• **What you have to do**
Quote the entries below word for word, leaving out the picture.
— begin Source data —
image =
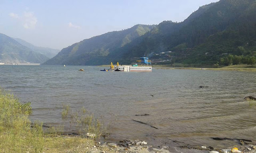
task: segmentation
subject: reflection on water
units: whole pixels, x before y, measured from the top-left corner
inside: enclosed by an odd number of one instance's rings
[[[31,120],[64,123],[67,131],[72,129],[62,120],[62,104],[70,104],[74,110],[84,107],[110,123],[109,140],[129,137],[174,145],[175,140],[212,144],[215,141],[210,137],[256,139],[256,108],[243,99],[256,96],[255,73],[100,71],[102,69],[0,65],[0,85],[11,90],[22,102],[31,102]],[[150,115],[135,116],[145,114]]]

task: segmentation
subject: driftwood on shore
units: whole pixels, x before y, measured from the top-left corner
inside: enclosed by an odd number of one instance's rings
[[[156,128],[156,127],[155,127],[154,126],[151,126],[151,125],[148,124],[147,124],[147,123],[146,123],[142,122],[140,122],[140,121],[136,121],[136,120],[133,120],[133,121],[135,121],[135,122],[138,122],[138,123],[141,123],[141,124],[146,124],[146,125],[148,125],[150,126],[150,127],[151,127],[152,128],[155,128],[155,129],[158,129],[158,128]]]
[[[149,115],[149,114],[142,114],[142,115],[135,115],[135,116],[148,116]]]

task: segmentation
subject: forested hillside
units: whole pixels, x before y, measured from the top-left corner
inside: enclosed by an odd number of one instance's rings
[[[50,48],[36,46],[22,39],[13,38],[21,45],[28,47],[32,51],[44,55],[49,58],[54,57],[60,51],[58,49],[53,49]]]
[[[108,32],[84,39],[62,49],[44,64],[101,65],[109,63],[109,55],[150,31],[155,26],[137,25],[127,29]]]
[[[48,59],[46,56],[33,51],[10,37],[0,33],[0,63],[40,63]]]
[[[256,1],[220,0],[200,7],[183,22],[138,25],[84,40],[45,63],[130,64],[145,54],[154,64],[248,63],[256,55]]]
— end Source data —
• **Response to this exercise**
image =
task: segmentation
subject: reflection on water
units: whole pixels, x before y, measured from the top-left corner
inside: enclosed by an odd number of one instance's rings
[[[31,120],[64,123],[67,131],[72,129],[62,120],[62,104],[70,104],[74,110],[84,107],[110,123],[109,140],[129,137],[174,145],[175,140],[212,144],[215,141],[210,137],[256,139],[256,108],[243,99],[256,96],[255,73],[100,71],[102,69],[0,65],[0,85],[11,90],[22,102],[31,102]],[[150,115],[135,116],[145,114]]]

task: segmentation
subject: driftwood on shore
units: whole pixels, x before y, measured from the top-left corner
inside: enclosed by an odd number of one instance's rings
[[[156,128],[156,127],[155,127],[154,126],[151,126],[151,125],[148,124],[147,124],[147,123],[146,123],[142,122],[140,122],[140,121],[136,121],[136,120],[133,120],[133,121],[135,121],[135,122],[138,122],[138,123],[141,123],[141,124],[146,124],[146,125],[148,125],[150,126],[150,127],[151,127],[152,128],[155,128],[155,129],[158,129],[158,128]]]
[[[149,115],[149,114],[142,114],[142,115],[135,115],[135,116],[148,116]]]

task: segmentation
subject: forested hillside
units: whole pixels, x before y, measured from the top-left corner
inside: enclosed by an odd number of one instance's rings
[[[50,48],[36,46],[22,39],[13,38],[21,45],[28,47],[32,51],[44,55],[49,58],[54,57],[60,51],[58,49],[53,49]]]
[[[108,32],[84,39],[62,49],[44,64],[101,65],[109,63],[109,55],[150,31],[155,26],[137,25],[127,29]]]
[[[48,59],[46,56],[33,51],[10,37],[0,33],[0,63],[40,63]]]
[[[256,1],[220,0],[200,7],[183,22],[138,25],[84,40],[45,63],[130,64],[145,54],[154,64],[248,63],[256,55]]]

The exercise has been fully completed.